**DO THIS**
Count the lines in the data below that contain the string "head", where case matters, and reply with only the number.

* BEGIN TASK MATERIAL *

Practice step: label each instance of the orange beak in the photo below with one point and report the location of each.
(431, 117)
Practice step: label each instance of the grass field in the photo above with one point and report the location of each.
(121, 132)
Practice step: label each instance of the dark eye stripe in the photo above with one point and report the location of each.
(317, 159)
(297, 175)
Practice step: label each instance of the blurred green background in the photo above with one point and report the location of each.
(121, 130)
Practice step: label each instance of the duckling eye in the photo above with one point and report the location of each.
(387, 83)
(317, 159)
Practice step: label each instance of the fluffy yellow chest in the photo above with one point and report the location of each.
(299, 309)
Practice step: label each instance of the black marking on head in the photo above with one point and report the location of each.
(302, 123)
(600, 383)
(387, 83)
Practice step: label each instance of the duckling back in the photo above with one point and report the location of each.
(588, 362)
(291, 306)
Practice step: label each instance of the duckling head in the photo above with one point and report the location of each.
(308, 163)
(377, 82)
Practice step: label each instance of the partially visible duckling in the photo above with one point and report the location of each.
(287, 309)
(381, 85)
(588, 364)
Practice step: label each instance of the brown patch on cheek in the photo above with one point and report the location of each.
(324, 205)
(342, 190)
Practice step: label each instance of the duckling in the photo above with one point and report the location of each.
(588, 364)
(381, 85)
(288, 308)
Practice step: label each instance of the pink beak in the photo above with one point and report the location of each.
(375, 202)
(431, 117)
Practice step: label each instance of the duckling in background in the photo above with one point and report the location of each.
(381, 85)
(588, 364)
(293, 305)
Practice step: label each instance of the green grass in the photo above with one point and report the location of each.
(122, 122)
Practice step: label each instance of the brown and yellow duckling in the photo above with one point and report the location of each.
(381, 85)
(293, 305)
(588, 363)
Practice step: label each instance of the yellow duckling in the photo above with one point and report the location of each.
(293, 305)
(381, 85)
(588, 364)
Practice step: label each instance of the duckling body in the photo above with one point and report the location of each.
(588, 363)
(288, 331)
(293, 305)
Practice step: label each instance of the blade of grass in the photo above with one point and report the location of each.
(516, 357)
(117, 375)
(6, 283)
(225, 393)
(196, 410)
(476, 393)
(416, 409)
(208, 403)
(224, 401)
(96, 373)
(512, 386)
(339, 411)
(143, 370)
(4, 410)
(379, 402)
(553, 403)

* END TASK MATERIAL *
* BEGIN TASK MATERIAL *

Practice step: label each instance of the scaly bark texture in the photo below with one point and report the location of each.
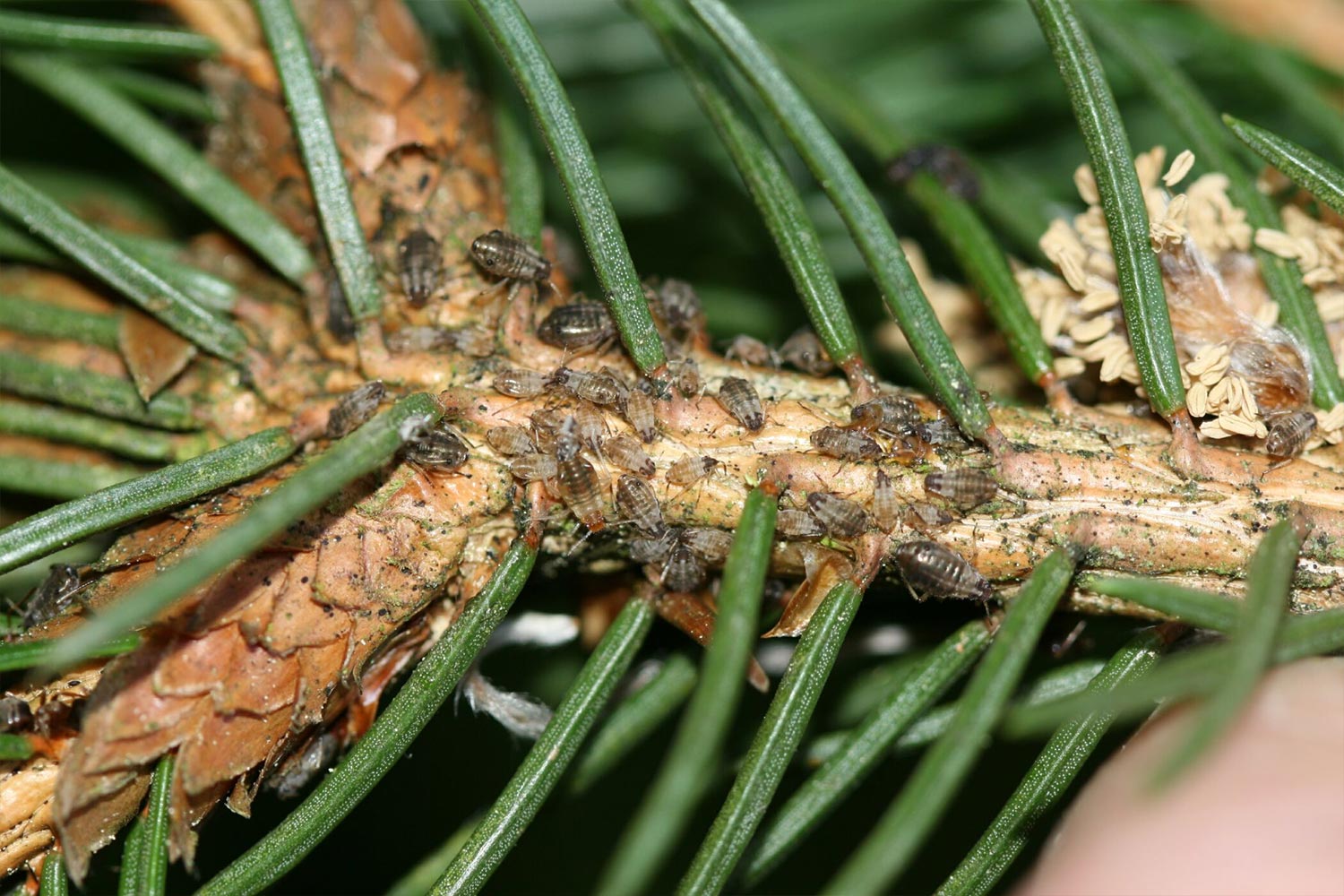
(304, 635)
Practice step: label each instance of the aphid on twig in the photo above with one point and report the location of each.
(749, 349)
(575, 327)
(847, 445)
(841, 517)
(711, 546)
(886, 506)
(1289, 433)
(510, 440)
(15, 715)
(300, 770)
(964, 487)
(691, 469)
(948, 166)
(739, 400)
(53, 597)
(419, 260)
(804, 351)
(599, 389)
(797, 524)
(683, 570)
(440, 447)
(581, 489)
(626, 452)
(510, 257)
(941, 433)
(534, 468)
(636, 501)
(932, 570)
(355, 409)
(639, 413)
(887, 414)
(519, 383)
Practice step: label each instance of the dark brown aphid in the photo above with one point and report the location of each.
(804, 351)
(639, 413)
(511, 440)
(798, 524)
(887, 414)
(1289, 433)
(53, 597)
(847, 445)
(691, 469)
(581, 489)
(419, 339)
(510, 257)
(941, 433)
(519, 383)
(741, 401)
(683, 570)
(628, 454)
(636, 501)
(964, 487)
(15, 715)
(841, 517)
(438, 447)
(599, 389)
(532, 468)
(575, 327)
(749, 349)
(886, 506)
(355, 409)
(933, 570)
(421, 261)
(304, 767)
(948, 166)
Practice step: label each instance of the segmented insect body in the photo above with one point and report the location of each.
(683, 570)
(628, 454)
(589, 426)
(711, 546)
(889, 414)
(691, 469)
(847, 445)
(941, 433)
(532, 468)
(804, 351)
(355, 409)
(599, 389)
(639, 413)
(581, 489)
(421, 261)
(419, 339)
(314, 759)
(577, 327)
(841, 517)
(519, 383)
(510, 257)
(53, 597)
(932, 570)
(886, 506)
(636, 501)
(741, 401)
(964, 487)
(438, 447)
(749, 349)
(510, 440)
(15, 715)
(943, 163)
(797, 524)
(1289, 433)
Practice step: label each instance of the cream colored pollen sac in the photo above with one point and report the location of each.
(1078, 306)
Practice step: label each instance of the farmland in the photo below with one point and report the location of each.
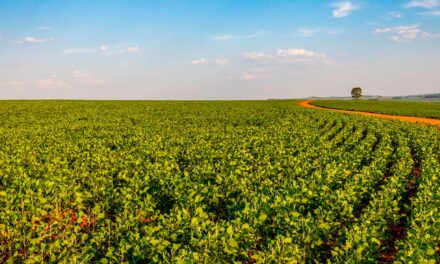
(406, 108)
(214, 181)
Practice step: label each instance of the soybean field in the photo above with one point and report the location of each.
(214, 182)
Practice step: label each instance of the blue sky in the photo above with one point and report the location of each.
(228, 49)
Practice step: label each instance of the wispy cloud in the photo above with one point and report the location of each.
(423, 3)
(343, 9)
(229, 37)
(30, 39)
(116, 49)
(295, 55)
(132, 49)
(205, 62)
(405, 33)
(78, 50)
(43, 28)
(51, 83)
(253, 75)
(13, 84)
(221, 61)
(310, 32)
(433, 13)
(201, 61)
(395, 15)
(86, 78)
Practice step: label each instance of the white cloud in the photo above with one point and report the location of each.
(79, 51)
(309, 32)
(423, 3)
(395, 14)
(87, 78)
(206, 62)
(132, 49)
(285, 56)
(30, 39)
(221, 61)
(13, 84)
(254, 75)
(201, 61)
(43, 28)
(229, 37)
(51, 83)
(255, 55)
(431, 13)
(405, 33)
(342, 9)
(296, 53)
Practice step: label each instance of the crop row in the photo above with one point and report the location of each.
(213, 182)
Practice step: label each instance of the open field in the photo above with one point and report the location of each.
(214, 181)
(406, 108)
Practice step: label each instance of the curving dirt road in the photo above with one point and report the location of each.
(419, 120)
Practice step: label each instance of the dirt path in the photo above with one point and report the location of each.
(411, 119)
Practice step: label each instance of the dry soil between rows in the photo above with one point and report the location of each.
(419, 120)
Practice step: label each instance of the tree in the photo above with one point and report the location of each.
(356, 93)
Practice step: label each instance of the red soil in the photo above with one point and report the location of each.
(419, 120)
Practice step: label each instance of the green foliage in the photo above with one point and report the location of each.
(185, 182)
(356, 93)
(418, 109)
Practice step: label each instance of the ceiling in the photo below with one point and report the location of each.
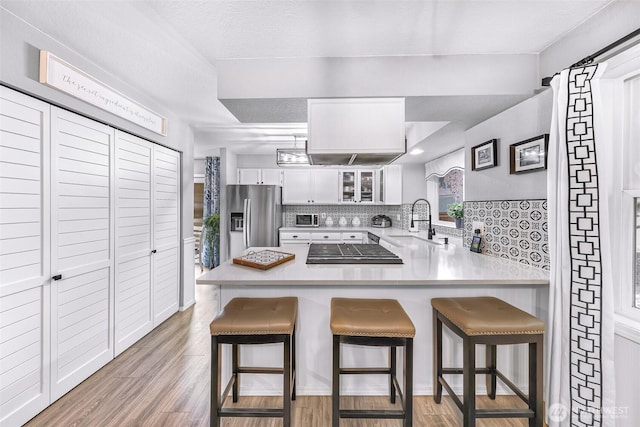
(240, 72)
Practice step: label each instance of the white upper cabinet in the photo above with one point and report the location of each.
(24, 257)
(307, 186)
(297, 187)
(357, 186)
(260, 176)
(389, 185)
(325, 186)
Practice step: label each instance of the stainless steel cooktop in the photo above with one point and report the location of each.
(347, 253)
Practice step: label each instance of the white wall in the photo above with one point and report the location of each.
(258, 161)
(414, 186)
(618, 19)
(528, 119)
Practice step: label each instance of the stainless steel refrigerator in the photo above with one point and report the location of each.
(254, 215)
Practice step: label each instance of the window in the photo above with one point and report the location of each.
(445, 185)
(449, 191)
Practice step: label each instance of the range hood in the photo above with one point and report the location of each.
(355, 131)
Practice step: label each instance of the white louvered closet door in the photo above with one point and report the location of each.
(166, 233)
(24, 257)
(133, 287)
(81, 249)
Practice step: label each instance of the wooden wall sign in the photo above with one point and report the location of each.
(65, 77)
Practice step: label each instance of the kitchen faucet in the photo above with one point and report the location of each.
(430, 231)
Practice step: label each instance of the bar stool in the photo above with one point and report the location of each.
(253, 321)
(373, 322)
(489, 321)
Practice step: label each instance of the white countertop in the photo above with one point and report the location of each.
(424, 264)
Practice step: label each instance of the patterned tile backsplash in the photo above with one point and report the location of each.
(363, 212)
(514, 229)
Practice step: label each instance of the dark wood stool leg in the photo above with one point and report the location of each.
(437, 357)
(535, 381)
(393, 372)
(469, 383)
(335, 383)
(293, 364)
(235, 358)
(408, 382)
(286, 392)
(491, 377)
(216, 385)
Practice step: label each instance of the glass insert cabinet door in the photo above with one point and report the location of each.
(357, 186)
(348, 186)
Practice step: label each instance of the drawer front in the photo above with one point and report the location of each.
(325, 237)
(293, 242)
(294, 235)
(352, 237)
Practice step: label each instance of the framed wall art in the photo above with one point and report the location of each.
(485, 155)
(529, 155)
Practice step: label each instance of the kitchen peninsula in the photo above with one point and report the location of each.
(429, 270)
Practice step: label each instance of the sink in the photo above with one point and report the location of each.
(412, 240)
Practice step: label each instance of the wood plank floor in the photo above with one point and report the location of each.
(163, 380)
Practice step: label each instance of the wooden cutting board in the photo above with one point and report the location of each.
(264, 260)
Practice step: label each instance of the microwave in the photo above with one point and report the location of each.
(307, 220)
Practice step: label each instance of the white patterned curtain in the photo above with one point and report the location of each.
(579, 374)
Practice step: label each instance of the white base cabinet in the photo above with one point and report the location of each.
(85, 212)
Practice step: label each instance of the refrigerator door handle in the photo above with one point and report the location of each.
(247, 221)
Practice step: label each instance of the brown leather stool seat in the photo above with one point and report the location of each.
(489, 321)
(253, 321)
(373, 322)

* END TASK MATERIAL *

**THE ANSWER**
2